### GOAL
Reproduce the listing below in full and without alteration, apart from its pictures.

### INPUT

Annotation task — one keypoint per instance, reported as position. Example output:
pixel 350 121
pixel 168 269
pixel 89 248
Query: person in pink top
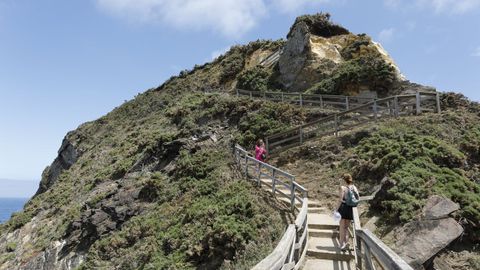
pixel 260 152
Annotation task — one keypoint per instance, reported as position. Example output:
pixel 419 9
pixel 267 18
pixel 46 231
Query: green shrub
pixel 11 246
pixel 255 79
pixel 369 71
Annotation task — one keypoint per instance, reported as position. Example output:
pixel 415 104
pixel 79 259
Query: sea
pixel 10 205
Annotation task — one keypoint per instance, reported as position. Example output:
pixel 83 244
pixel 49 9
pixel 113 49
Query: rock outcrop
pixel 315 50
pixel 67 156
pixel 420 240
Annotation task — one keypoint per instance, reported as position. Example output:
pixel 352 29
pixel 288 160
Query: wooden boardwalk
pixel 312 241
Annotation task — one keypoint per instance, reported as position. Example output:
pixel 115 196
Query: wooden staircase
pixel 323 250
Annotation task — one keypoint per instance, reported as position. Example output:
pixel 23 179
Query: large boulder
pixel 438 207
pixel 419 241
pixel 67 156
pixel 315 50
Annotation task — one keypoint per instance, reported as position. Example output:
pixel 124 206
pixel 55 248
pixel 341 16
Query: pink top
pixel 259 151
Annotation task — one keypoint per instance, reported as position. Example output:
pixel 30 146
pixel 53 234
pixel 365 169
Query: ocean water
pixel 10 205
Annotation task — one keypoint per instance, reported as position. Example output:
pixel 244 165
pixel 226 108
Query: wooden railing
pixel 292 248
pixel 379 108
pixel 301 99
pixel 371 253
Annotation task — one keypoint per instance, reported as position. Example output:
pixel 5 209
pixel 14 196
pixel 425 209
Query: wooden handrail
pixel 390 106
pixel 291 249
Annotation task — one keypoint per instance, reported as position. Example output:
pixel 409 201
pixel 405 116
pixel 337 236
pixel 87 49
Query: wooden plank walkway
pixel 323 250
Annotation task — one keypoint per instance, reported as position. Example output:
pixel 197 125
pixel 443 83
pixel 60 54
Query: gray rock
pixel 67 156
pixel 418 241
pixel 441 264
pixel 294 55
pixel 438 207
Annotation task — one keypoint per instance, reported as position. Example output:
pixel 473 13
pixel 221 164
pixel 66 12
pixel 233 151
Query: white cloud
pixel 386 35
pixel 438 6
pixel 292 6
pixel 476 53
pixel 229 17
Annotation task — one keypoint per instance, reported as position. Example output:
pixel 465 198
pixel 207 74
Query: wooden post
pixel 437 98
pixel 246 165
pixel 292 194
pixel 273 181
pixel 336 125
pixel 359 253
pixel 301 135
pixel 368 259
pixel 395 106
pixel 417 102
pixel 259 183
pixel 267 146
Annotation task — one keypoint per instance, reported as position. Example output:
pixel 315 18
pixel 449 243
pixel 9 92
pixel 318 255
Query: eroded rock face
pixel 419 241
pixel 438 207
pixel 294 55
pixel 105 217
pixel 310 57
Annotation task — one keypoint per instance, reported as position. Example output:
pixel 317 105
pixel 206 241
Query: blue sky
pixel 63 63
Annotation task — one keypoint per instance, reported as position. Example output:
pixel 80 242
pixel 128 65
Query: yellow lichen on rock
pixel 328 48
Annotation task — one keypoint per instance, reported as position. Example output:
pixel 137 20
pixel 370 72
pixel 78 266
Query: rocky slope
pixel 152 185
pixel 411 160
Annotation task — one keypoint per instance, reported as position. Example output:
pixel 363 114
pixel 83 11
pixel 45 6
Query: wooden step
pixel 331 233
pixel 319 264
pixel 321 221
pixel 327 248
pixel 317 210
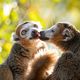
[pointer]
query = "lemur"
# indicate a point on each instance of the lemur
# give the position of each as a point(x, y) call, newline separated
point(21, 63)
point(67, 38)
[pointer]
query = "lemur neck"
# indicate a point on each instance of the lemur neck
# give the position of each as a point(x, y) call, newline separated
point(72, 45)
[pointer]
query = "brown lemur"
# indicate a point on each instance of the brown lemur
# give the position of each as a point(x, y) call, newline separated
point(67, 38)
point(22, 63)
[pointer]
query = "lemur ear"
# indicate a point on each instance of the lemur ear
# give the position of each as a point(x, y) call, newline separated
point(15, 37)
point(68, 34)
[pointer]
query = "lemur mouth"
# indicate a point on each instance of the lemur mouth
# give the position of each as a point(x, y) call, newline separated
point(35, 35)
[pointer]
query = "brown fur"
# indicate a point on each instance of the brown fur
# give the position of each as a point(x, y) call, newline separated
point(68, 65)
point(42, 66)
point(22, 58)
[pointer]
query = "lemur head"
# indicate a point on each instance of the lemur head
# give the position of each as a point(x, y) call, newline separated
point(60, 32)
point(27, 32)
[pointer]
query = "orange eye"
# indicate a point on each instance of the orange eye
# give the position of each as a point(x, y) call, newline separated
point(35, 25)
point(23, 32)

### OUTPUT BELOW
Annotation task — one keypoint per instance, reported as position. Example output:
pixel 350 121
pixel 168 269
pixel 89 248
Query: person in pink top
pixel 260 152
Annotation task — one keypoint per instance, reported as position. Example output:
pixel 419 9
pixel 267 18
pixel 46 231
Query: green shrub
pixel 11 246
pixel 255 79
pixel 369 71
Annotation task — one keypoint per instance, reported as position. Example output:
pixel 415 104
pixel 79 259
Query: sea
pixel 10 205
Annotation task — one keypoint per instance, reported as position. Example output:
pixel 83 244
pixel 49 9
pixel 113 49
Query: rock outcrop
pixel 315 50
pixel 67 156
pixel 420 240
Annotation task — one keypoint per instance, reported as position. Example output:
pixel 352 29
pixel 288 160
Query: wooden boardwalk
pixel 312 241
Annotation task — one keypoint per instance, reported as position. Example output:
pixel 115 196
Query: wooden staircase
pixel 323 250
Annotation task — one keypoint per instance, reported as position. Example output:
pixel 23 179
Query: large boulder
pixel 438 207
pixel 419 241
pixel 67 156
pixel 315 50
Annotation task — one keypoint per instance, reported as position. Example output:
pixel 124 206
pixel 55 248
pixel 341 16
Query: pink top
pixel 259 151
Annotation task — one keypoint per instance, reported as position. Example output:
pixel 30 146
pixel 53 234
pixel 365 169
Query: ocean water
pixel 10 205
Annotation task — one keypoint per instance, reported as position. Example output:
pixel 244 165
pixel 226 108
Query: wooden railing
pixel 292 248
pixel 379 108
pixel 301 99
pixel 371 253
Annotation task — one keypoint per instance, reported as position. Example output:
pixel 5 209
pixel 14 196
pixel 425 209
Query: wooden handrail
pixel 390 106
pixel 291 249
Annotation task — one keypoint per instance, reported as position. Example output:
pixel 409 201
pixel 405 116
pixel 337 236
pixel 87 49
Query: wooden plank walkway
pixel 323 250
Annotation task — one keypoint per instance, reported as position. Example output:
pixel 197 125
pixel 443 83
pixel 60 54
Query: gray rock
pixel 67 156
pixel 418 241
pixel 441 264
pixel 294 55
pixel 438 207
Annotation task — one keypoint per instance, reported as position. Example output:
pixel 473 13
pixel 221 164
pixel 66 12
pixel 233 151
Query: white cloud
pixel 386 35
pixel 438 6
pixel 292 6
pixel 476 53
pixel 229 17
Annotation task — one keypoint per instance, reported as position. Example output:
pixel 465 198
pixel 207 74
Query: wooden post
pixel 437 98
pixel 246 165
pixel 292 194
pixel 273 181
pixel 336 125
pixel 359 253
pixel 301 135
pixel 368 259
pixel 395 106
pixel 417 102
pixel 259 183
pixel 267 146
Annotation task — one keypoint per instance, reported as position. Example output:
pixel 315 18
pixel 449 243
pixel 9 92
pixel 318 255
Query: eroded rock face
pixel 419 241
pixel 438 207
pixel 294 55
pixel 105 217
pixel 310 57
Annotation task — one keypoint per instance, reported as position. Example output:
pixel 317 105
pixel 206 241
Query: blue sky
pixel 63 63
Annotation task — one keypoint per instance, reported as position. Example output:
pixel 80 242
pixel 128 65
Query: yellow lichen on rock
pixel 328 48
Annotation task — one keypoint per instance, reported as position. Example output:
pixel 137 20
pixel 370 72
pixel 78 266
Query: rocky slope
pixel 152 185
pixel 411 160
Annotation task — one keypoint per instance, reported as position. Example output:
pixel 363 114
pixel 83 11
pixel 45 6
Query: wooden step
pixel 331 233
pixel 319 264
pixel 321 221
pixel 327 248
pixel 317 210
[pointer]
query = "lemur"
# indicate a point on each instance of the lemur
# give the position of each as a point(x, y) call, newline separated
point(21, 63)
point(67, 38)
[pointer]
query = "lemur neck"
# indicate a point on each instance of the lemur neck
# give the position of each as a point(x, y) call, newline separated
point(72, 45)
[pointer]
query = "brown lemur"
# indicate a point on each instance of the brown lemur
# give the position of each as a point(x, y) call, newline separated
point(67, 38)
point(22, 63)
[pointer]
query = "lemur ear"
# indicate a point on each instance of the lemur ear
# give the position of each as a point(x, y) call, newline separated
point(15, 37)
point(68, 34)
[pointer]
query = "lemur mouth"
# indicate a point on each instance of the lemur mouth
# give the position of each as a point(x, y) call, newline separated
point(35, 35)
[pointer]
query = "brown fur"
# indicate a point on each instance of the brown fur
# give the position of each as a point(x, y) call, newline separated
point(68, 65)
point(42, 66)
point(22, 58)
[pointer]
query = "lemur head"
# indicate a point on each instance of the lemur head
# give the position of each as a point(x, y) call, newline separated
point(60, 32)
point(27, 32)
[pointer]
query = "orange eye"
# indicate a point on each instance of the orange eye
# give the position of each as a point(x, y) call, newline separated
point(35, 25)
point(23, 32)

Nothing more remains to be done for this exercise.